■ **Work request**: The answer should consist of each line from the data below that includes "wall".

++++++++

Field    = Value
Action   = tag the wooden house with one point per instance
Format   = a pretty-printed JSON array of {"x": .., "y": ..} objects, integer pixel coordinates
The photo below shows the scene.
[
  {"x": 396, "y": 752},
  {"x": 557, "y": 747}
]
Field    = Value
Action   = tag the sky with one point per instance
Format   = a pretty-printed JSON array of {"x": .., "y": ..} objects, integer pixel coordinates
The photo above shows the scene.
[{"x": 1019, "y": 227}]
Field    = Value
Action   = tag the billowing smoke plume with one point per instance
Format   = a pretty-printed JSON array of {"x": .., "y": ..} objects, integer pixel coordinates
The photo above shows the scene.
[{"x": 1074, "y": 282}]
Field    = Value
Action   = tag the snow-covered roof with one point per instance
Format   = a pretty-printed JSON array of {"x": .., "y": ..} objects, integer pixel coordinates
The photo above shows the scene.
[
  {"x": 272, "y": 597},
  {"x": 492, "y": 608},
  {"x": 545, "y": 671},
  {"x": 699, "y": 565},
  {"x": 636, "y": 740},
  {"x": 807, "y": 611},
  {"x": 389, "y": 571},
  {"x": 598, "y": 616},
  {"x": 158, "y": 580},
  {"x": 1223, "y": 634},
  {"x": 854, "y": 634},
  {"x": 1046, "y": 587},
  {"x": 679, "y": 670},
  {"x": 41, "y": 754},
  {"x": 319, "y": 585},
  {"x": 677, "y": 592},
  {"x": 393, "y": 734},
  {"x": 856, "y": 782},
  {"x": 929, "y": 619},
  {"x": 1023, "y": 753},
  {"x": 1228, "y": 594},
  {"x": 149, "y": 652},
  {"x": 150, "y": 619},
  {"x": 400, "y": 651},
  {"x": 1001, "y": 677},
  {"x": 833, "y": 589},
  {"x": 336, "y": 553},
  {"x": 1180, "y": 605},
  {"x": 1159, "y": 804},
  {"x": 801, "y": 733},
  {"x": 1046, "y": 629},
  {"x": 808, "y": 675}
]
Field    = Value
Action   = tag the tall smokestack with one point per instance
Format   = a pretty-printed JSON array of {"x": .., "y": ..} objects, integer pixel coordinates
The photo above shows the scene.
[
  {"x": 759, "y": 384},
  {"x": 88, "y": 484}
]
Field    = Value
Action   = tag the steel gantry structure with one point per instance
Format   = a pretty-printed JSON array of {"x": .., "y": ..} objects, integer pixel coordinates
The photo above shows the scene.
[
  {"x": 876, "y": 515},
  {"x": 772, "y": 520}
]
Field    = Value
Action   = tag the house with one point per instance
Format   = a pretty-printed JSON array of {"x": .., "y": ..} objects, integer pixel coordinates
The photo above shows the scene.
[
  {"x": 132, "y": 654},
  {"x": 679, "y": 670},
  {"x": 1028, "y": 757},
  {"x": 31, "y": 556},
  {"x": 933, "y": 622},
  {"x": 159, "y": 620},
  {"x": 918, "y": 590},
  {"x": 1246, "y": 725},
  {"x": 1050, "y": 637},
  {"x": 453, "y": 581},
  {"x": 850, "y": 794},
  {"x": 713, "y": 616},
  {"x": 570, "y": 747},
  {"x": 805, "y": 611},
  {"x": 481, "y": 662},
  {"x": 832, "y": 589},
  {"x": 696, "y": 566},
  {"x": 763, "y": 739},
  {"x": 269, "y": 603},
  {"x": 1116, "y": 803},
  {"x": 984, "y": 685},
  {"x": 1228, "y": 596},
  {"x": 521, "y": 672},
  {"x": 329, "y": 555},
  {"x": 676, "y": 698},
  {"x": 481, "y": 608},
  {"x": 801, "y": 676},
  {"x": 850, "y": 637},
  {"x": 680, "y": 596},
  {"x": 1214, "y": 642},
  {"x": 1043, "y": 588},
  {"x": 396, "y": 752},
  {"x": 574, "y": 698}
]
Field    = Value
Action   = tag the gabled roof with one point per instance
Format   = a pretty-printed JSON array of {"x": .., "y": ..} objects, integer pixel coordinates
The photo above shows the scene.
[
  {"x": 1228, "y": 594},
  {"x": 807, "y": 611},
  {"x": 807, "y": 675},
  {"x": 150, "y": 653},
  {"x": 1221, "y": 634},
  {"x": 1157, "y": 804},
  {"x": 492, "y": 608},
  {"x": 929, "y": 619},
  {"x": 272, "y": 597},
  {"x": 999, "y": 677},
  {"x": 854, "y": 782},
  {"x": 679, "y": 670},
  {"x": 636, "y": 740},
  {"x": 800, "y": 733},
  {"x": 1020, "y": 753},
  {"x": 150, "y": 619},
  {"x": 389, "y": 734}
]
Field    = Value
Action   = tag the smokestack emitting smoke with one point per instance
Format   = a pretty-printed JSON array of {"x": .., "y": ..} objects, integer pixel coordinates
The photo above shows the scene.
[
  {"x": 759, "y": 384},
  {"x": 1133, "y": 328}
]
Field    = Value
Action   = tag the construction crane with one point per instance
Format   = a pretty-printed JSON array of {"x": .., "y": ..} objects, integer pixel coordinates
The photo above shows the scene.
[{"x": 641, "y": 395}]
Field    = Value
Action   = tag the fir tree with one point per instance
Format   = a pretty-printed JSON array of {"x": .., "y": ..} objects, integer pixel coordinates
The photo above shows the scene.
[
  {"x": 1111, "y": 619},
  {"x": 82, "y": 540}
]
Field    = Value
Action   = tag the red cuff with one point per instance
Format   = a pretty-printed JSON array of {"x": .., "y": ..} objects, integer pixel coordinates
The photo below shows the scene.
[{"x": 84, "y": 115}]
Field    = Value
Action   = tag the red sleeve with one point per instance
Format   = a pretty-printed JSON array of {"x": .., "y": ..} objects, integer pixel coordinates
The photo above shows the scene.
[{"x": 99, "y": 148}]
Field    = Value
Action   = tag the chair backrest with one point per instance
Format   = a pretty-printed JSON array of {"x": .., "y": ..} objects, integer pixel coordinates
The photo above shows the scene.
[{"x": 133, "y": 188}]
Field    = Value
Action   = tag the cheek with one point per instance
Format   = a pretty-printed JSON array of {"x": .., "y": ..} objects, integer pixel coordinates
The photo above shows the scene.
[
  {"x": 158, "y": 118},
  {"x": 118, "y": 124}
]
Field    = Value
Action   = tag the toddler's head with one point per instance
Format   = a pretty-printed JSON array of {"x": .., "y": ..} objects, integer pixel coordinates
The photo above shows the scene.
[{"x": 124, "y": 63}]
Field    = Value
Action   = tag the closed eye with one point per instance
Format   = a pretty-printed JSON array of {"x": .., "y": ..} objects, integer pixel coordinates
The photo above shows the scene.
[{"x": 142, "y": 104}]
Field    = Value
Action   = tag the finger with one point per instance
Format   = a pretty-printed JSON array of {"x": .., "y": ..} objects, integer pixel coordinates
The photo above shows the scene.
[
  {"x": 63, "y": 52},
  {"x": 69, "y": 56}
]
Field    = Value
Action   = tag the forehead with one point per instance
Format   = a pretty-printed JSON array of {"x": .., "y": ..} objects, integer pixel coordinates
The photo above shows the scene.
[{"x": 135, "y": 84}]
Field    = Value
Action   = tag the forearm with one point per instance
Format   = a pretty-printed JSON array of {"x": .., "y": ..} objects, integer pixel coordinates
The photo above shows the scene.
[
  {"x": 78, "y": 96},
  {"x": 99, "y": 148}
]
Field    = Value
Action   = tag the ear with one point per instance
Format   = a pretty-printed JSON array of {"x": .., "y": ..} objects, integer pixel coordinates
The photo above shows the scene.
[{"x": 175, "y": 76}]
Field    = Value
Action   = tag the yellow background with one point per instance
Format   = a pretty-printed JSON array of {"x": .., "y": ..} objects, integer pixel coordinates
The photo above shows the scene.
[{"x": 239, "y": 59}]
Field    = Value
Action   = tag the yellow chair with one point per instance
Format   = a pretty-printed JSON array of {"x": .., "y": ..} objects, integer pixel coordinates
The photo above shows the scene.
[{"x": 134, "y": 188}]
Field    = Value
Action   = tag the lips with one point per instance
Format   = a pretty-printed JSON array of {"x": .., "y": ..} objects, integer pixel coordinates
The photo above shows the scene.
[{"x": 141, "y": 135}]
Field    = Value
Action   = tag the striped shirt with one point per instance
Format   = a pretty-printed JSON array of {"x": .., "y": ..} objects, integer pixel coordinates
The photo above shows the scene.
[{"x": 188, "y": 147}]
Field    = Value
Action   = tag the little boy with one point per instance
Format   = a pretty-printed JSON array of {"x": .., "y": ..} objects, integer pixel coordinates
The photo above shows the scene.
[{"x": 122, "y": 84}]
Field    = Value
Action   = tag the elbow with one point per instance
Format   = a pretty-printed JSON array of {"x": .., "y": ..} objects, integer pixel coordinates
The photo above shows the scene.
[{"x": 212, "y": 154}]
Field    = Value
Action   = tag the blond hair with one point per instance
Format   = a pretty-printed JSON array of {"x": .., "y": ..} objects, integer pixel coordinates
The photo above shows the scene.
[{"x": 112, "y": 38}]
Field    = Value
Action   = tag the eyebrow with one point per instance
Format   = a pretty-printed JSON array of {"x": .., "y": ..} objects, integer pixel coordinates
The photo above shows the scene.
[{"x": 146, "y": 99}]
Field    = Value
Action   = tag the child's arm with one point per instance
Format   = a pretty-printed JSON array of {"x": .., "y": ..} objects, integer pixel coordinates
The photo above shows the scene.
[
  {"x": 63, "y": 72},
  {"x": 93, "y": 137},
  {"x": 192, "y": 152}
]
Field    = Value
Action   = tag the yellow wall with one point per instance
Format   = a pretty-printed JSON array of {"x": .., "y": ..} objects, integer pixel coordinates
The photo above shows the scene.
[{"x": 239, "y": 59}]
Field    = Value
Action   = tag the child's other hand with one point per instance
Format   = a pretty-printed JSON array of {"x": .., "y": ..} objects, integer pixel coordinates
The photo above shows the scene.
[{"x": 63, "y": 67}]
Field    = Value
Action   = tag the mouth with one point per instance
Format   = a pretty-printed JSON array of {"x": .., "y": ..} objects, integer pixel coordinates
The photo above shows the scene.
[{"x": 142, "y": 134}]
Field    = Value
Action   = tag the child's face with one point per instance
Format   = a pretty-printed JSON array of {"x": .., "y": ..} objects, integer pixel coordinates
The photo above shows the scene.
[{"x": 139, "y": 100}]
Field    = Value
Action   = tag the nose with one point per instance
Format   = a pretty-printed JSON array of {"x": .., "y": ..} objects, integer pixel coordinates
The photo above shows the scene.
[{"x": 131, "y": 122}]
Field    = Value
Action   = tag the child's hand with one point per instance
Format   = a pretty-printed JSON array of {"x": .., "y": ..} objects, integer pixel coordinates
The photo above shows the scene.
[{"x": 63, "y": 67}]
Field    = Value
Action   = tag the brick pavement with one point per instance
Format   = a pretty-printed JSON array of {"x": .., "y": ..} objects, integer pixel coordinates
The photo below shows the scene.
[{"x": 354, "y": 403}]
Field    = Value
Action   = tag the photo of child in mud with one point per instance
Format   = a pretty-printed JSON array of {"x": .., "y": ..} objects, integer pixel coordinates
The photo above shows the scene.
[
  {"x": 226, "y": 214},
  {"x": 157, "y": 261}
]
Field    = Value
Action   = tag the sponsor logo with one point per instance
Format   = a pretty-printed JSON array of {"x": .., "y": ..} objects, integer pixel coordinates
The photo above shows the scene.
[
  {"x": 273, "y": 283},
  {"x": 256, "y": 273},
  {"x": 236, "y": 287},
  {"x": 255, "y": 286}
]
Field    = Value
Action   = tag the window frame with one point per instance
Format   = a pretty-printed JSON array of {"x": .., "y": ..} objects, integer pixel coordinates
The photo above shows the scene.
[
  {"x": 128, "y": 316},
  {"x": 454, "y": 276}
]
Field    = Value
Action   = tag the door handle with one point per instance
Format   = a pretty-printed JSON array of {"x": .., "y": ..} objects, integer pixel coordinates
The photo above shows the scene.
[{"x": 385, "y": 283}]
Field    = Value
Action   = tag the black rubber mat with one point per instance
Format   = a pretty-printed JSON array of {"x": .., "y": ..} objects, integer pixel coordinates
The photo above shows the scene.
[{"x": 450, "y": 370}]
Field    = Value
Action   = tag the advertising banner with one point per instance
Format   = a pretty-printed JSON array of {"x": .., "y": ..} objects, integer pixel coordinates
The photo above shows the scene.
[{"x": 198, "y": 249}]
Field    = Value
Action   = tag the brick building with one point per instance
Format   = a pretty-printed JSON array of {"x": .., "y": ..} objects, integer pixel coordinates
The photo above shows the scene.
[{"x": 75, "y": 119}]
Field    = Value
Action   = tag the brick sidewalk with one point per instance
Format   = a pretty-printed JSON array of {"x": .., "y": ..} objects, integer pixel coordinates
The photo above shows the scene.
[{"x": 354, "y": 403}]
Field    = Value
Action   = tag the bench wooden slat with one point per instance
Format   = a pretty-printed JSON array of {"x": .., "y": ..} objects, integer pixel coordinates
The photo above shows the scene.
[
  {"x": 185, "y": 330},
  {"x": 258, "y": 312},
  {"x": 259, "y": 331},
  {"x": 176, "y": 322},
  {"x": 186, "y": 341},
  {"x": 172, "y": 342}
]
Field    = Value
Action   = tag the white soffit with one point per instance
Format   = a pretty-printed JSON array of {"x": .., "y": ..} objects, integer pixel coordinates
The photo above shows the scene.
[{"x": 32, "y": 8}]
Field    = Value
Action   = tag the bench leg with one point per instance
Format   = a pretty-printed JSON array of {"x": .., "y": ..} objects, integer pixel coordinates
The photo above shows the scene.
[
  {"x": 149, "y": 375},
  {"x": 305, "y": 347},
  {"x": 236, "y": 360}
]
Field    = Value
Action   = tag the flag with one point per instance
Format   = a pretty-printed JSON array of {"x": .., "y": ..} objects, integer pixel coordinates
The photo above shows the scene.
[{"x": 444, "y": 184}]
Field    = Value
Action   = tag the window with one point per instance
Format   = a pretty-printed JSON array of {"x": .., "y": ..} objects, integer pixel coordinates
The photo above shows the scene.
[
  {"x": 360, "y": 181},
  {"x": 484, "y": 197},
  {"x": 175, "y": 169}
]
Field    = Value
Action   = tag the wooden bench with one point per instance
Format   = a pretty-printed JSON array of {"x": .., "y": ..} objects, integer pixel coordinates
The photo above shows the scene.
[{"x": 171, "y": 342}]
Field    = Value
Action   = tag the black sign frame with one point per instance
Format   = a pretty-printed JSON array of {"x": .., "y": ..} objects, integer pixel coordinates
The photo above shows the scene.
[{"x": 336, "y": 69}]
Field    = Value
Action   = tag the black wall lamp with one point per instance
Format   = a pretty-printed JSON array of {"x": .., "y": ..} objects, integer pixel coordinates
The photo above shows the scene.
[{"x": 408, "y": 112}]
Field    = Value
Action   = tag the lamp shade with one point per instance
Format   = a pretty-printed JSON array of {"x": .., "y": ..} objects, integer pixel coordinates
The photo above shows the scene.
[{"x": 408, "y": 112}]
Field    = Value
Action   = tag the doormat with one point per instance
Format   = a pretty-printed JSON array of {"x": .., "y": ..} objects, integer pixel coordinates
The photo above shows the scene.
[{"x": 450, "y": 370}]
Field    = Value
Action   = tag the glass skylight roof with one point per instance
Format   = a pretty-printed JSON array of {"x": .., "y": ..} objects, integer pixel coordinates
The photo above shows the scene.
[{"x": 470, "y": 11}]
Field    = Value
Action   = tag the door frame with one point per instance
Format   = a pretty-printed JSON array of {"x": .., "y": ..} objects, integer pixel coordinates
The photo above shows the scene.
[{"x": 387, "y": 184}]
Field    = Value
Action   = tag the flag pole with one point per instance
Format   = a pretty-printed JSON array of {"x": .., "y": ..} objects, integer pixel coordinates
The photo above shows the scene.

++++++++

■ **Exercise output**:
Action   = tag the yellow wall with one point per instance
Action   = tag the black wall lamp with one point per instance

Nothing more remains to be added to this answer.